[start of Dataset]

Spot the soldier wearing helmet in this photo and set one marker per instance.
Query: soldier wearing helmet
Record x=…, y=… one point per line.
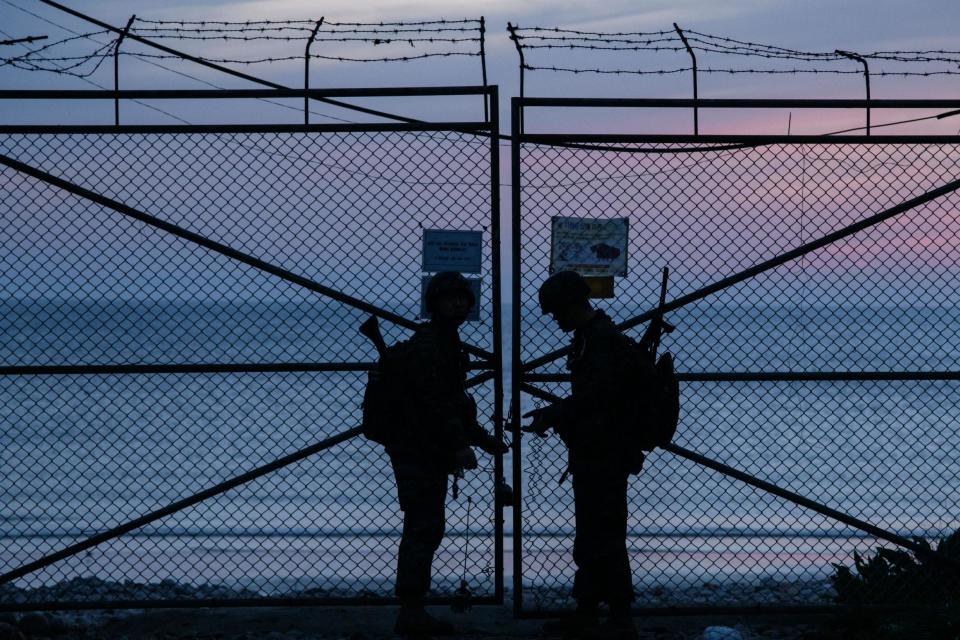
x=435, y=441
x=589, y=423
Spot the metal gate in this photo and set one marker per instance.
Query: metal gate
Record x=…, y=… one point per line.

[end of Dataset]

Exercise description:
Render the listing above as a JSON list of strings with one string per line, and leave out blank lines and the pictures.

Complete answer:
[
  "Spot the soldier wearing helmet in this photo and set one marker per instance.",
  "Query: soldier wearing helmet",
  "Record x=…, y=… one point per line.",
  "x=435, y=441",
  "x=589, y=423",
  "Spot the metal gate in this photo and set one marker per instance.",
  "Query: metal gate",
  "Record x=…, y=… one point per line."
]